[Location labeling records]
********

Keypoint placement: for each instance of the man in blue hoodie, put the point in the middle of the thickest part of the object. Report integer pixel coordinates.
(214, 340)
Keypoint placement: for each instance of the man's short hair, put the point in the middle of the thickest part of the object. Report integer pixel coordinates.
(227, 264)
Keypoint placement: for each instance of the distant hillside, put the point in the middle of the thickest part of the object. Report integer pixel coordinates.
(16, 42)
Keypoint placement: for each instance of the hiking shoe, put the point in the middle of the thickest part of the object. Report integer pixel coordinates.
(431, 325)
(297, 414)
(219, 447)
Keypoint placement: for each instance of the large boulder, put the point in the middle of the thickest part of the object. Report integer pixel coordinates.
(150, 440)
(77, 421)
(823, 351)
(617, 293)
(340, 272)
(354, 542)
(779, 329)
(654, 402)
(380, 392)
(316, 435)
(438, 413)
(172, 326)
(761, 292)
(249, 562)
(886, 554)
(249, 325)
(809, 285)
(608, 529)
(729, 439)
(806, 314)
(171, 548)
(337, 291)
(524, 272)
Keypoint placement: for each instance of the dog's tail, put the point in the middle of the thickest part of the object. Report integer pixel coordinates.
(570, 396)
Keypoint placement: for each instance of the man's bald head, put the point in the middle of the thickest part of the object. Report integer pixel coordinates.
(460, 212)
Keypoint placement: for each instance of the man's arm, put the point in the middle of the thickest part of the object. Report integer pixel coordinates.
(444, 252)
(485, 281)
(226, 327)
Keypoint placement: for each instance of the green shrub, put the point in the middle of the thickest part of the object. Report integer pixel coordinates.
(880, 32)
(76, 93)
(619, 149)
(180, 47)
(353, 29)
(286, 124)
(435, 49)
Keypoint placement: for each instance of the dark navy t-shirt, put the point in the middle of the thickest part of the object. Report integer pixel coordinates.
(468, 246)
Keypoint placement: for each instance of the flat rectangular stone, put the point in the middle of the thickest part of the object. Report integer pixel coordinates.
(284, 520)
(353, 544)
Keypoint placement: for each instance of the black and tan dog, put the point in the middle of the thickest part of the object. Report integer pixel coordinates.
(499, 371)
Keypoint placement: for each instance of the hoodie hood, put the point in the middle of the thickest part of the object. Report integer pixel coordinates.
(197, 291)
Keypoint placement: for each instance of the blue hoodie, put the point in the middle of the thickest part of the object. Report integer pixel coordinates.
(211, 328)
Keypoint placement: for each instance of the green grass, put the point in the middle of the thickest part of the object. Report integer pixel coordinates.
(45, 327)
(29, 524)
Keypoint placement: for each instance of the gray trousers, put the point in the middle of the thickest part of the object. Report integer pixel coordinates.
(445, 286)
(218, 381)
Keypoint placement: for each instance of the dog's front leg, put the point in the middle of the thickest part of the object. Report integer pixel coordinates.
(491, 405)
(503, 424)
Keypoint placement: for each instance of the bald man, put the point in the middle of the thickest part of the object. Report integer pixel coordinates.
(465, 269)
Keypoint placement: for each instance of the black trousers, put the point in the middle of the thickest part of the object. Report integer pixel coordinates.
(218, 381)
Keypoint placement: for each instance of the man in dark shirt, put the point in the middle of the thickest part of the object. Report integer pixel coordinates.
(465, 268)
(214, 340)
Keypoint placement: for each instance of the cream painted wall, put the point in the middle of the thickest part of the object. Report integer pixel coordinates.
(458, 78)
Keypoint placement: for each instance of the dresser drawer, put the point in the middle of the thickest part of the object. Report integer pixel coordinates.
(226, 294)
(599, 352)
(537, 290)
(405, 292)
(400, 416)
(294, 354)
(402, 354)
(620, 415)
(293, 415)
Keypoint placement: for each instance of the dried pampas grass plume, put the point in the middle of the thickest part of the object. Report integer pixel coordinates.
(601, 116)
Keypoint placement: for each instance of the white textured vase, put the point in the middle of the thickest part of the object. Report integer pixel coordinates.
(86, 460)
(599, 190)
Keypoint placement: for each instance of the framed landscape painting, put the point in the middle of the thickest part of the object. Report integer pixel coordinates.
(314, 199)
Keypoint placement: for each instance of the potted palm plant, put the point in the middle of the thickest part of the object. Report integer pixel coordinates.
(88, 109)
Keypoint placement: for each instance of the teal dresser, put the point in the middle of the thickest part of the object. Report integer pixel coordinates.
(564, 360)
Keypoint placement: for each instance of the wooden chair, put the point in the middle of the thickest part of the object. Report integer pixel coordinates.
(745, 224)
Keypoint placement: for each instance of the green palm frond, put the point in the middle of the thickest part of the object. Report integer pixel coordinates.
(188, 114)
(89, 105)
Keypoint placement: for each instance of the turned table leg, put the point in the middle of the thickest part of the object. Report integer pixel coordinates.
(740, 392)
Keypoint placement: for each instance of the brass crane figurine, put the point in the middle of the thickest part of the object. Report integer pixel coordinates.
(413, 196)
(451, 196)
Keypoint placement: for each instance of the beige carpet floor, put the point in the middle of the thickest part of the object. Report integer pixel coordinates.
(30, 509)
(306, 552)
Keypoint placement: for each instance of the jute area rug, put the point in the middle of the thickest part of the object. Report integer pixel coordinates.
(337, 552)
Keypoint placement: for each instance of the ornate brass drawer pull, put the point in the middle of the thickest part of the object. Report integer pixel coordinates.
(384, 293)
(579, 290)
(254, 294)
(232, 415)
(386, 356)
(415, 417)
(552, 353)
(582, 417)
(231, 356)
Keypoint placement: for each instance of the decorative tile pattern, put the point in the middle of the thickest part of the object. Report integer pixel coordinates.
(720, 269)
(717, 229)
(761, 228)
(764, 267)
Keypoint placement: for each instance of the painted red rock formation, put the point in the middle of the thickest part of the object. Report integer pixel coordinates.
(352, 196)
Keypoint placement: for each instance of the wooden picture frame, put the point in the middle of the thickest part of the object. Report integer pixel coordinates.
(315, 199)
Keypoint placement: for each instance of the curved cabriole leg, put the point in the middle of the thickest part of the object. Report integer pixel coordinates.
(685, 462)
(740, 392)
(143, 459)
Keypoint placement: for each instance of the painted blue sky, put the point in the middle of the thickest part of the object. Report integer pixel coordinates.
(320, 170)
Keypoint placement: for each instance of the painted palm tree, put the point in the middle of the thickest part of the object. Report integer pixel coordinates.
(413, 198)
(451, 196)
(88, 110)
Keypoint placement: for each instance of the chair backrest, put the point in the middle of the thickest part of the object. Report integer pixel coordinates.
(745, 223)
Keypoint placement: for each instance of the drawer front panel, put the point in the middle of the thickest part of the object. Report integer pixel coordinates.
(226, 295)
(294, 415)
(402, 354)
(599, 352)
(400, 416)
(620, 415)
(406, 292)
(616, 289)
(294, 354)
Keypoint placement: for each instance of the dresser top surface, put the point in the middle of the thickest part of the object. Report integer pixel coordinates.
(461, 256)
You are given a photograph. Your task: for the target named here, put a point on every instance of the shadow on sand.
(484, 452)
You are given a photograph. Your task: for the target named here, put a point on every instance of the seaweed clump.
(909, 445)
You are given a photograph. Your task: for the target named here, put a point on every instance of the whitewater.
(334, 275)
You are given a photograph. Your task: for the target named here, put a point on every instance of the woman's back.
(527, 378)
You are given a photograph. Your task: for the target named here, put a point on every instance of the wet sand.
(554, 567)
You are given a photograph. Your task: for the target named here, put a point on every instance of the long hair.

********

■ PROBLEM REQUIREMENTS ■
Copy all of the data. Keep every word exactly as it is.

■ CORRECT RESULT ■
Keypoint placement: for each instance of the man in blue hoodie, put the point in the middle of the thickest part of the object. Report integer pixel coordinates.
(214, 340)
Keypoint placement: for each instance of the man's short hair, put the point in the middle of the thickest part of the object. Report integer pixel coordinates.
(227, 264)
Keypoint placement: for each instance of the distant hillside, put the point in the middle of the thickest part of the object. Report integer pixel coordinates.
(16, 42)
Keypoint placement: for each instance of the hiking shoe, put the point in the middle of the thickest part of the object. Report integer pixel coordinates.
(431, 325)
(297, 414)
(219, 447)
Keypoint placement: for each instance of the large boulder, put the point in the middle of the thickest part of the object. Report integer pixel coordinates.
(150, 440)
(77, 421)
(823, 351)
(617, 293)
(340, 272)
(354, 542)
(779, 329)
(654, 402)
(380, 392)
(316, 435)
(438, 413)
(172, 326)
(761, 292)
(249, 562)
(886, 554)
(249, 325)
(809, 285)
(608, 529)
(729, 439)
(806, 314)
(171, 548)
(337, 291)
(524, 272)
Keypoint placement: for each instance of the dog's tail, put the point in the middle of the thickest part of the object. Report integer pixel coordinates.
(570, 396)
Keypoint placement: for each instance of the man's bald head, put the point in the middle of the thickest part of the object. Report integer pixel coordinates.
(460, 212)
Keypoint placement: for each instance of the man's arm, put the point in the middle of the thickest part of the object. Report integer pixel coordinates.
(444, 252)
(485, 281)
(226, 327)
Keypoint placement: for each instance of the green shrub, put the point in the middle of the thickest part of the object. Report integer pixel coordinates.
(880, 32)
(76, 93)
(619, 149)
(180, 47)
(353, 29)
(286, 124)
(435, 49)
Keypoint placement: for each instance of the dark navy t-shirt, put the point in the middle of the thickest part of the object. Report integer pixel coordinates.
(468, 246)
Keypoint placement: for each instance of the flat rectangular stone, put the point in the middle of the thickest part of the object. Report integer pixel coordinates.
(284, 520)
(353, 544)
Keypoint placement: for each instance of the black and tan dog, put the point in the middle of the thickest part of the object. Report integer pixel coordinates.
(499, 371)
Keypoint placement: for each instance of the hoodie hood, put the point in the middle of the thickest part of the object. Report integer pixel coordinates.
(197, 291)
Keypoint placement: for each instance of the blue hoodie, put the point in the middle of the thickest part of the object. Report integer pixel coordinates.
(211, 328)
Keypoint placement: for each instance of the green grass, put the point in the middle of the thickest part of the object. Report integer pixel coordinates.
(45, 327)
(29, 524)
Keypoint placement: for each instance of the gray trousers, put the point in the middle of the thickest part of the object. Report integer pixel coordinates.
(445, 286)
(218, 381)
Keypoint placement: for each instance of the dog's front leg, put the point in the middle of the thickest part of the object. Report integer pixel coordinates.
(491, 405)
(503, 424)
Keypoint placement: for each instance of the bald man, put the point in the middle of the thickest part of the object. Report integer pixel coordinates.
(465, 269)
Keypoint placement: for each instance of the black trousers, put the point in the middle of the thickest part of the object. Report integer pixel coordinates.
(218, 381)
Keypoint placement: for each instance of the man in dark shirt, put the point in the middle of the thickest part of the object. Report integer pixel coordinates.
(465, 268)
(214, 340)
Keypoint placement: for each instance of the cream painted wall, put the point in the middle of the thickest part of the object. Report integer pixel coordinates.
(458, 78)
Keypoint placement: for each instance of the dresser drawer, put the point in the middle of the thickest part of the object. Report integer pixel coordinates.
(226, 294)
(599, 352)
(537, 290)
(405, 292)
(400, 416)
(294, 354)
(402, 354)
(620, 415)
(293, 415)
Keypoint placement: for each instance of the dried pampas grass plume, put the point in the middle of the thickest part of the object. Report integer pixel coordinates.
(601, 116)
Keypoint placement: for each instance of the white textured vase, put the point in the middle of the thickest part of the object. Report integer pixel coordinates.
(86, 460)
(599, 190)
Keypoint placement: for each instance of the framed landscape painting, put the point in the middle of the thickest part of the object. Report integer pixel coordinates.
(314, 199)
Keypoint placement: for each instance of the potted palm plant, put the point in the middle of the thickest part of the object. Report integer pixel coordinates.
(88, 109)
Keypoint placement: for each instance of the teal dresser, put the point in the middle of the thickest part of the object. Report integer pixel coordinates.
(564, 360)
Keypoint placement: for each instance of the wooden chair, put the point in the middle of the thickest part of the object. Report integer pixel coordinates.
(745, 224)
Keypoint placement: for each instance of the green palm frond, put the point in the middle of the thickest part of the object. Report integer pixel coordinates.
(188, 114)
(89, 105)
Keypoint placement: for each instance of the turned table leg, put the point in the middle of the thickest part of the object. Report integer pixel coordinates.
(740, 392)
Keypoint placement: for each instance of the brass crane figurine, put the point in the middle of the thickest part of the object. Report integer pixel coordinates.
(413, 196)
(451, 196)
Keypoint placement: for each instance of the beige carpet floor, put the point in the middle of the thickest part of the object. Report integer pixel coordinates.
(30, 509)
(306, 552)
Keypoint placement: for each instance of the jute area rug, put the point in the middle of the thickest part of the object. Report integer pixel coordinates.
(337, 552)
Keypoint placement: for each instance of the ornate brass drawer pull, put the point in the middle of the thickest part of the object. Report integer pixel coordinates.
(384, 293)
(579, 290)
(254, 294)
(232, 415)
(386, 356)
(415, 417)
(552, 353)
(582, 417)
(231, 356)
Keypoint placement: for each instance of the decorative tile pattern, put the point in the middle of the thickest part of the object. Report integer pixel coordinates.
(720, 269)
(717, 229)
(761, 228)
(764, 267)
Keypoint placement: for each instance of the painted red rock formation, put the point in the middle of the thickest part of the object. Report integer pixel coordinates.
(352, 196)
Keypoint placement: for each instance of the wooden picture frame, put the point in the middle of the thickest part of the object. Report integer pixel coordinates.
(315, 199)
Keypoint placement: for each instance of the curved cabriole leg, put the point in the middle of the thickest part of the object. Report integer pixel coordinates.
(685, 462)
(740, 392)
(143, 459)
Keypoint placement: for each instance of the painted blue sky, put the point in the middle of the thickest part of the object. Report integer pixel coordinates.
(320, 170)
Keypoint placement: for each instance of the painted palm tree, put the point in the middle of the thickest part of the object. Report integer pixel coordinates.
(413, 198)
(451, 196)
(88, 110)
Keypoint placement: for each instance of the chair backrest, put the point in the middle of the thickest part of the object. Report integer pixel coordinates.
(745, 223)
Keypoint placement: for each instance of the drawer front panel, put the point in the middle of the thickest part of the object. Report integer pixel coordinates.
(226, 295)
(294, 415)
(402, 354)
(599, 352)
(400, 416)
(620, 415)
(406, 292)
(616, 289)
(294, 354)
Keypoint placement: for each instance of the dresser top surface, put the point in the middle of the thickest part of the object. Report integer pixel coordinates.
(461, 256)
You are given a photograph. Your task: for the target named here, put a point on every instance of the shadow on sand.
(484, 452)
You are given a photograph. Your task: for the target named here, put a point on every instance of the seaweed clump.
(909, 445)
You are given a photograph. Your task: for the target named here, put a point on every instance of the whitewater.
(334, 275)
You are given a photograph. Your task: for the target named here, put a point on every instance of the woman's back.
(527, 378)
You are given a photograph. Your task: for the target named here, put a point on every instance of the wet sand.
(554, 567)
You are given a photograph. Your task: for the target named here, put a point on every instance of the long hair.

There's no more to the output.